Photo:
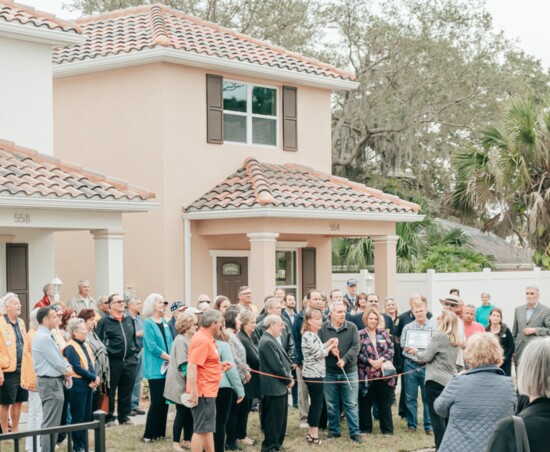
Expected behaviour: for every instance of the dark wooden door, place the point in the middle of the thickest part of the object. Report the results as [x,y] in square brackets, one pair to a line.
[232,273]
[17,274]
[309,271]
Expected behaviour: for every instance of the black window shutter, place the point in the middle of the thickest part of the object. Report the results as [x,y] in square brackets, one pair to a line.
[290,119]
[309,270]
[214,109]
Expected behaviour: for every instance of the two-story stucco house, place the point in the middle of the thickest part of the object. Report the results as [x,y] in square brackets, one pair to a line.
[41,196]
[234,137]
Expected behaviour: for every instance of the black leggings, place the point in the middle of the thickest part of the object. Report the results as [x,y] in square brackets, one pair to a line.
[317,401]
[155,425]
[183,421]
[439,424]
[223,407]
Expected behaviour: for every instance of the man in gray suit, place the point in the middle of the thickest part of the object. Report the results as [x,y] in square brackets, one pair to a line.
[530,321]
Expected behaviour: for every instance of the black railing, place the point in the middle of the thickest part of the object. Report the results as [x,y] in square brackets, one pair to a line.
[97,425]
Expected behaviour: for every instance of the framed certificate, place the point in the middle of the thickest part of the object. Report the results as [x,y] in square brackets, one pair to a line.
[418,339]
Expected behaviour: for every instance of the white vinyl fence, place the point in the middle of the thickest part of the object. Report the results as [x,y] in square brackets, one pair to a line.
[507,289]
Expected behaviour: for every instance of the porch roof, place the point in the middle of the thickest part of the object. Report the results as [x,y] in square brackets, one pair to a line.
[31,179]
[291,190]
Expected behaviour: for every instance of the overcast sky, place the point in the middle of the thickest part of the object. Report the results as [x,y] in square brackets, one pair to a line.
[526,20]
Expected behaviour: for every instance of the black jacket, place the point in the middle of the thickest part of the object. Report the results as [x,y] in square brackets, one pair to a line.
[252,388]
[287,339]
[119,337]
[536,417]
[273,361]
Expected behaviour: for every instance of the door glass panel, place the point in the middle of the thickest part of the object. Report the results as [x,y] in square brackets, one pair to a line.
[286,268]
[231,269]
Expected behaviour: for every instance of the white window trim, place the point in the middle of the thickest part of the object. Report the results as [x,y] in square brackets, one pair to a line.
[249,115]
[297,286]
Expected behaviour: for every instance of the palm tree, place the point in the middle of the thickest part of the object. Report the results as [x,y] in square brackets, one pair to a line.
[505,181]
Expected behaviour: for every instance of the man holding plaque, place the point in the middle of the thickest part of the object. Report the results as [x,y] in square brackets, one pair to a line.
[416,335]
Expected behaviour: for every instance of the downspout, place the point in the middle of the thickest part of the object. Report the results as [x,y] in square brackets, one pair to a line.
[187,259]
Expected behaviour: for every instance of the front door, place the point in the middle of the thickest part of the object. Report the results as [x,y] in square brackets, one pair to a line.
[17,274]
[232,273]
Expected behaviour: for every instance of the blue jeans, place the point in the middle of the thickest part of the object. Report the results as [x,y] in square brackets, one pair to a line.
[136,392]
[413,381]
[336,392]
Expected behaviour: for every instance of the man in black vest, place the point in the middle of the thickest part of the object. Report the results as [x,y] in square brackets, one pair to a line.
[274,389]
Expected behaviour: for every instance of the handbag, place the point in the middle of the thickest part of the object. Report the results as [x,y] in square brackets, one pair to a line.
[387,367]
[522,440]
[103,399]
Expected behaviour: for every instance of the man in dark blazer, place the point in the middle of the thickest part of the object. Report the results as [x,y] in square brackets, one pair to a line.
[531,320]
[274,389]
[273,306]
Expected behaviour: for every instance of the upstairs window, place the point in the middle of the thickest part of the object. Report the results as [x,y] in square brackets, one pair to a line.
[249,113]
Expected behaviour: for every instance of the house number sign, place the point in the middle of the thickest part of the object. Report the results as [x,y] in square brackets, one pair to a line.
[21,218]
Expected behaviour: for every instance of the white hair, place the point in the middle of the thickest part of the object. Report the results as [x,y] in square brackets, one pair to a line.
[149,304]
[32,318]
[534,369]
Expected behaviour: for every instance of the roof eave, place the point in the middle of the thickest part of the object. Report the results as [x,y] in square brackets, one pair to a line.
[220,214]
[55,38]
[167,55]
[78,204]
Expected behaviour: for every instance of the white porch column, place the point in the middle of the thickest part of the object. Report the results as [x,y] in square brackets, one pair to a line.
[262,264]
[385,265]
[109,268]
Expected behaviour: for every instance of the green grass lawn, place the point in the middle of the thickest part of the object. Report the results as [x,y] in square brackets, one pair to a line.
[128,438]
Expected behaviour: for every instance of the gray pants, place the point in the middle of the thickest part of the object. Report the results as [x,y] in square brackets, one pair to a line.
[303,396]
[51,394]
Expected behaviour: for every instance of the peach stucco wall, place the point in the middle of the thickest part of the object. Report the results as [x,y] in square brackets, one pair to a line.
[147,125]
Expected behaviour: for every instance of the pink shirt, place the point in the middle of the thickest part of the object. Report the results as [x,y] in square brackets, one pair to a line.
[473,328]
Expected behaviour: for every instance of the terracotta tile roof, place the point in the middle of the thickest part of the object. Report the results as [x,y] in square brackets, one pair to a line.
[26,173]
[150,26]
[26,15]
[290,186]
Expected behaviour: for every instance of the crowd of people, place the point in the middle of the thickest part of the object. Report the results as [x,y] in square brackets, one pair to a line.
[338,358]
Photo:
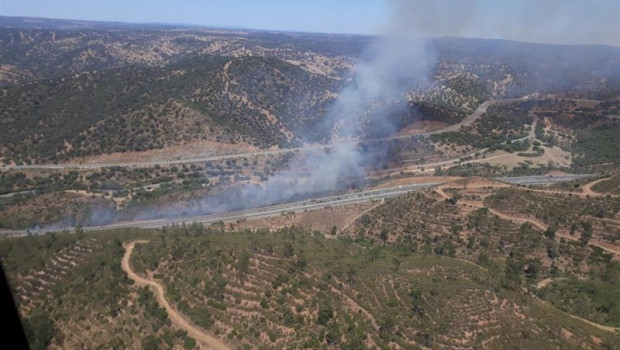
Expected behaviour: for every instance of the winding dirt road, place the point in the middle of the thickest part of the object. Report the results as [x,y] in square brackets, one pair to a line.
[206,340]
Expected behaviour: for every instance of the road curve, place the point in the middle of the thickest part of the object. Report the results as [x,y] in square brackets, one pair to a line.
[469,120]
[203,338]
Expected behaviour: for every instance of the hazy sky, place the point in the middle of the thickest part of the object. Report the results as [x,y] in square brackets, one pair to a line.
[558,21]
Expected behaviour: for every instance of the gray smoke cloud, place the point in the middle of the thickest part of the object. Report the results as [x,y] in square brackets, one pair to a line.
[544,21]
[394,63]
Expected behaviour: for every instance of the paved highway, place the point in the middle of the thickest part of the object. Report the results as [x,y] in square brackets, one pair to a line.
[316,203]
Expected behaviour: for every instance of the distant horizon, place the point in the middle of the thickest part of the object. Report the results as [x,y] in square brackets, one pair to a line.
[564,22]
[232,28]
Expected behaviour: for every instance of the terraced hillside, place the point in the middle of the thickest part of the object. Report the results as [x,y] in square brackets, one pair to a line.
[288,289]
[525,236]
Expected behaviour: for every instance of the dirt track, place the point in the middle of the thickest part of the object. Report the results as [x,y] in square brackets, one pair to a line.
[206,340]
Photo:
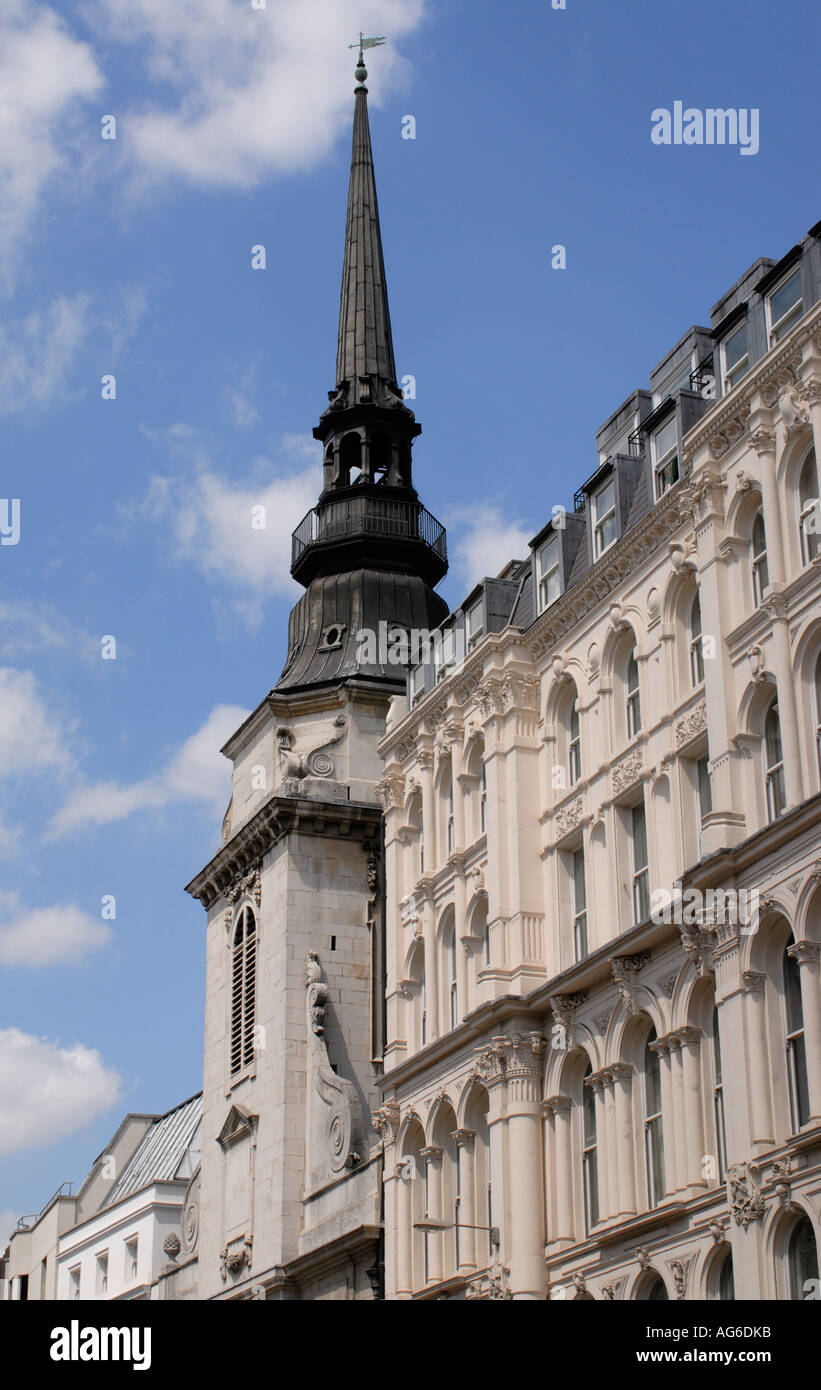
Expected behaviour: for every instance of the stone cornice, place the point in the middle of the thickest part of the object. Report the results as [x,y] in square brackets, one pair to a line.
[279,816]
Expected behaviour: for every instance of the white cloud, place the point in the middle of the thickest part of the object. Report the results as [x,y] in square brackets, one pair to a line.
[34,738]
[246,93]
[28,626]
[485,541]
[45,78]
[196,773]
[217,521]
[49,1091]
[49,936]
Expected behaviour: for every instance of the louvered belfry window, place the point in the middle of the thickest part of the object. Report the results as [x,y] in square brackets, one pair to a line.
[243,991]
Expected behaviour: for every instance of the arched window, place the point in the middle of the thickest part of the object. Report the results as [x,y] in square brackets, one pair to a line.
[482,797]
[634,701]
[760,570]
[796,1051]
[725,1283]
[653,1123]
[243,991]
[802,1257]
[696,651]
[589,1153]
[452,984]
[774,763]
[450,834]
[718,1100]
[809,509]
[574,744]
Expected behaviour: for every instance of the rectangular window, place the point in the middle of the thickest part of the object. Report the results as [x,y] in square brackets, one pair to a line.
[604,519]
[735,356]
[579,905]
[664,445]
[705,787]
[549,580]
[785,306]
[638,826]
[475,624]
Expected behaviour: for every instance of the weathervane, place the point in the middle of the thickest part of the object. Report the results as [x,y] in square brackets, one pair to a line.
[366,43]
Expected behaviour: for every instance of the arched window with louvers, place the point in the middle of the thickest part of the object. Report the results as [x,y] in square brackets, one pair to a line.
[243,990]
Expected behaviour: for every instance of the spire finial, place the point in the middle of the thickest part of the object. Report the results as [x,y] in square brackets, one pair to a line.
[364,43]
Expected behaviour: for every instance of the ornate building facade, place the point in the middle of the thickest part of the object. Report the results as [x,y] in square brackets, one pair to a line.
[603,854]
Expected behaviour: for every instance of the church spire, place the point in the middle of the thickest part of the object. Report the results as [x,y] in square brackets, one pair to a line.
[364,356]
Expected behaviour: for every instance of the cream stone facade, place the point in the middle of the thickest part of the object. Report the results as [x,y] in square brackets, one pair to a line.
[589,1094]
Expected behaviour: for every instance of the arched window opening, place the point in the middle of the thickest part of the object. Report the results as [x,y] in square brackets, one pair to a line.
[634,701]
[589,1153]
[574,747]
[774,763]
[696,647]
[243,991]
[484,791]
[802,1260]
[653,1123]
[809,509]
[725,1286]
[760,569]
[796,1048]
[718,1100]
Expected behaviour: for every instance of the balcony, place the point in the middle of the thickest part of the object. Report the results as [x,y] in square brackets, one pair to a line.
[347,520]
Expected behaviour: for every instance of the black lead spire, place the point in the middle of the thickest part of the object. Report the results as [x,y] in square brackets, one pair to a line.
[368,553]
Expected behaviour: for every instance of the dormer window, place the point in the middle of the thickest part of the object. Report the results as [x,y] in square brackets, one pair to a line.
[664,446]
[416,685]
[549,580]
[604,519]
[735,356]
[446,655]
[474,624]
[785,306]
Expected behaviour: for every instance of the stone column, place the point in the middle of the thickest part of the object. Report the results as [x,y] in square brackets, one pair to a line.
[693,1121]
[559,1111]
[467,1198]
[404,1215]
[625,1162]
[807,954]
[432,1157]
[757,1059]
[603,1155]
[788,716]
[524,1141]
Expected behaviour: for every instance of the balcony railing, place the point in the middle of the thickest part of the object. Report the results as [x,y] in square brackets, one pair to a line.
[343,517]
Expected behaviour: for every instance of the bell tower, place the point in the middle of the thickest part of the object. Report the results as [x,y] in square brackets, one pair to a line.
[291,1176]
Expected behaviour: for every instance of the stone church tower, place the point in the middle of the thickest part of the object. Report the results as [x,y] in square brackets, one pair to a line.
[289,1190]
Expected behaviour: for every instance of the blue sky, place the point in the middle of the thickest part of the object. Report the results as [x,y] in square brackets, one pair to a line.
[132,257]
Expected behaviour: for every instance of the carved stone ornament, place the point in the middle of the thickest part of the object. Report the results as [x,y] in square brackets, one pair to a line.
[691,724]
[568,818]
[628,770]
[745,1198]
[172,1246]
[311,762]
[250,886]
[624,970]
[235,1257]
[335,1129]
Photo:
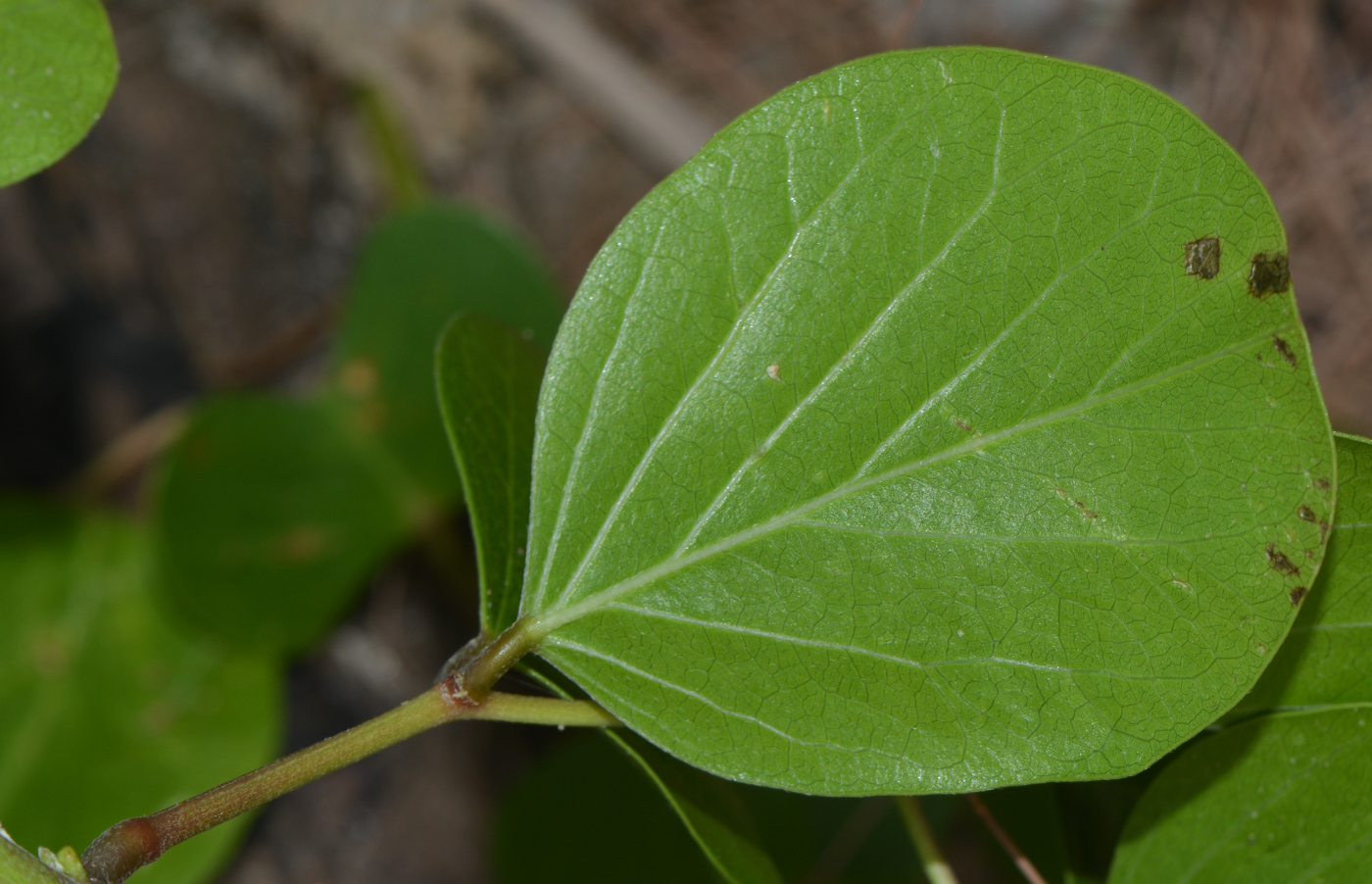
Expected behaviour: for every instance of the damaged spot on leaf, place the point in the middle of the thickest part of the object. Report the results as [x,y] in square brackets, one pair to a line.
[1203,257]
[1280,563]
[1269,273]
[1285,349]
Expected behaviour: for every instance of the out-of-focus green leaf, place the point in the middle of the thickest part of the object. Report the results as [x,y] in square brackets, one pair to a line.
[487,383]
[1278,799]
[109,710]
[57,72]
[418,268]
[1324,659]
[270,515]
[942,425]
--------------------
What is expected
Using the material above, reproduce exactly the line that contains "Expected behaviour: for every instance of the out-of-focus" and all lines after it through the last one, and only those.

Final result
Expected behaviour: for every instance of the out-of-focus green leaf, place the point in the middle of the thickest part of the object. Report the results as [x,y] in square brackets, one pair to a line.
[487,383]
[1278,799]
[109,710]
[57,72]
[418,268]
[1324,659]
[270,515]
[942,425]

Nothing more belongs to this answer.